How to complete this task
Would you give the entries below again, precisely as they are written?

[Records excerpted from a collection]
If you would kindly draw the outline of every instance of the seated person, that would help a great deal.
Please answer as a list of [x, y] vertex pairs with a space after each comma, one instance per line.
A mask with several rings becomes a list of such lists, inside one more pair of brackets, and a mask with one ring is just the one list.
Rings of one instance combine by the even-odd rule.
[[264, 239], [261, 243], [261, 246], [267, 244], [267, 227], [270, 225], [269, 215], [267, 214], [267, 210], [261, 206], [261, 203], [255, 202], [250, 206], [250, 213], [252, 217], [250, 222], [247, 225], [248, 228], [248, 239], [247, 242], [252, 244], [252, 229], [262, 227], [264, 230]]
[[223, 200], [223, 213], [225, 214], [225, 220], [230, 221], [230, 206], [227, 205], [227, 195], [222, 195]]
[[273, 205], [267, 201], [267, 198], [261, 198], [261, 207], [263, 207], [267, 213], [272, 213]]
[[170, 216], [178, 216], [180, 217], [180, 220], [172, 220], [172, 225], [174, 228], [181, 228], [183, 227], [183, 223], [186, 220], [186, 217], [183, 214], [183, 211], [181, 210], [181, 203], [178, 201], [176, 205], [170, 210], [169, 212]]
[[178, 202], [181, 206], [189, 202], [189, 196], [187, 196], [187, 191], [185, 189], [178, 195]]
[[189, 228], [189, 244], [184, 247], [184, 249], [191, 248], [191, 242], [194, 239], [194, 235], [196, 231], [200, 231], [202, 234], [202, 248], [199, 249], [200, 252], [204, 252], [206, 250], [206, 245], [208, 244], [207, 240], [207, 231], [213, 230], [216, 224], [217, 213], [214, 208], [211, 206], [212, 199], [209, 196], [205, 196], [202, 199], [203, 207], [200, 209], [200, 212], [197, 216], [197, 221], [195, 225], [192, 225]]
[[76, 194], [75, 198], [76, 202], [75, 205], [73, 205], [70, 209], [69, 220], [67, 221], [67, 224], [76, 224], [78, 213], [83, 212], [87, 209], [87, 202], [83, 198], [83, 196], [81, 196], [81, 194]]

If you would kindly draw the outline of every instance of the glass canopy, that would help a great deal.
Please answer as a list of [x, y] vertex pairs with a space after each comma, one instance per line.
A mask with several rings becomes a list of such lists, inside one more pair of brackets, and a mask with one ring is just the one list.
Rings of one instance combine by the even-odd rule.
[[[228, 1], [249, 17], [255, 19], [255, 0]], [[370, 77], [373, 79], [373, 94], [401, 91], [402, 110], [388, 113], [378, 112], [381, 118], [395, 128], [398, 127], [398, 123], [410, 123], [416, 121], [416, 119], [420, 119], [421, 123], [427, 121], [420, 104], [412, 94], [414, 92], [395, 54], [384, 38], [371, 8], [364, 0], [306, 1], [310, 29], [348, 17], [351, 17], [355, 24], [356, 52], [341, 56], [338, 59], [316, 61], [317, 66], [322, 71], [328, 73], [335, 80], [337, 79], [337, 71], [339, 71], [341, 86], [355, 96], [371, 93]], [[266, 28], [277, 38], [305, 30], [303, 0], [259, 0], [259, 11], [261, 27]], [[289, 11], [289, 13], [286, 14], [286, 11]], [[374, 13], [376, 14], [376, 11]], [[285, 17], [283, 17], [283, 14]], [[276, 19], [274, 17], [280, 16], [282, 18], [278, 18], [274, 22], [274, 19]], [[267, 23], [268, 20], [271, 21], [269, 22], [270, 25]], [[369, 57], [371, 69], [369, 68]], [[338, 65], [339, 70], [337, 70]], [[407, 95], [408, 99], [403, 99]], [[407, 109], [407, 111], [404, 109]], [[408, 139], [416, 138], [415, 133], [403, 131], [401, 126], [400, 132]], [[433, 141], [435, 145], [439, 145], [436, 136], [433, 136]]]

Task answer
If you would kindly draw the outline of every instance of the seated person, that would help a great deal.
Please answer as a list of [x, y] vertex pairs with a space after each comma, one instance per line.
A mask with several rings becomes a list of such lists, inside one more pair of brackets, and a mask with one ring is just the one list.
Rings of one instance combine by the even-odd rule.
[[264, 239], [261, 243], [261, 246], [267, 244], [267, 227], [270, 225], [269, 215], [267, 214], [267, 210], [261, 206], [261, 203], [255, 202], [250, 206], [250, 213], [252, 217], [250, 222], [247, 225], [248, 228], [248, 239], [247, 242], [252, 244], [252, 229], [262, 227], [264, 230]]
[[223, 200], [223, 213], [225, 214], [225, 220], [230, 221], [230, 206], [227, 205], [227, 195], [222, 195]]
[[273, 205], [267, 201], [267, 198], [261, 198], [261, 207], [263, 207], [267, 213], [272, 213]]
[[170, 216], [178, 216], [180, 217], [180, 220], [172, 220], [172, 225], [174, 228], [181, 228], [183, 227], [183, 223], [186, 220], [186, 217], [183, 214], [183, 211], [181, 210], [181, 203], [178, 201], [176, 205], [170, 210], [169, 212]]
[[178, 202], [181, 206], [189, 202], [189, 196], [187, 196], [187, 191], [185, 189], [178, 195]]
[[189, 228], [189, 244], [184, 247], [184, 249], [191, 248], [191, 242], [194, 239], [194, 235], [196, 231], [200, 231], [202, 234], [202, 248], [199, 249], [200, 252], [204, 252], [206, 250], [206, 245], [208, 244], [207, 240], [207, 231], [213, 230], [216, 224], [217, 213], [214, 208], [211, 206], [212, 199], [209, 196], [205, 196], [202, 199], [203, 207], [200, 209], [200, 212], [197, 216], [197, 221], [195, 225], [192, 225]]
[[76, 194], [75, 198], [76, 202], [75, 205], [73, 205], [70, 209], [69, 220], [67, 221], [67, 224], [76, 224], [78, 213], [83, 212], [87, 209], [87, 202], [83, 198], [83, 196], [81, 196], [81, 194]]

If you would kindly draw the outline of every instance of the glass canopy, that would help a great deal.
Please answer as a list of [x, y] vertex pairs with a space after each comma, one instance per line.
A mask with several rings becomes a list of such lists, inside one more pair of brackets, and a mask with one ring is just the one list.
Rings of one instance combine by the even-odd rule.
[[[228, 1], [249, 17], [255, 19], [255, 0]], [[370, 77], [373, 79], [373, 94], [401, 91], [402, 110], [388, 113], [378, 112], [381, 118], [395, 128], [398, 127], [398, 123], [410, 123], [416, 121], [416, 119], [420, 119], [421, 123], [427, 121], [420, 104], [412, 94], [414, 92], [395, 54], [384, 38], [371, 8], [364, 0], [306, 1], [310, 29], [348, 17], [351, 17], [355, 24], [356, 52], [341, 56], [338, 59], [316, 61], [317, 66], [322, 71], [328, 73], [335, 80], [337, 79], [337, 71], [339, 71], [341, 86], [355, 96], [371, 93]], [[266, 28], [277, 38], [305, 30], [303, 0], [259, 0], [259, 11], [261, 27]], [[289, 11], [289, 13], [286, 14], [286, 11]], [[374, 13], [376, 14], [376, 11]], [[285, 17], [283, 17], [283, 14]], [[276, 19], [274, 17], [280, 16], [282, 18], [278, 18], [274, 22], [274, 19]], [[267, 23], [268, 20], [271, 21], [269, 22], [270, 25]], [[369, 57], [371, 69], [369, 68]], [[338, 65], [339, 70], [337, 70]], [[407, 95], [408, 99], [403, 99]], [[407, 109], [407, 111], [404, 109]], [[408, 139], [416, 138], [415, 133], [403, 131], [401, 126], [400, 132]], [[433, 141], [435, 145], [439, 145], [436, 136], [433, 136]]]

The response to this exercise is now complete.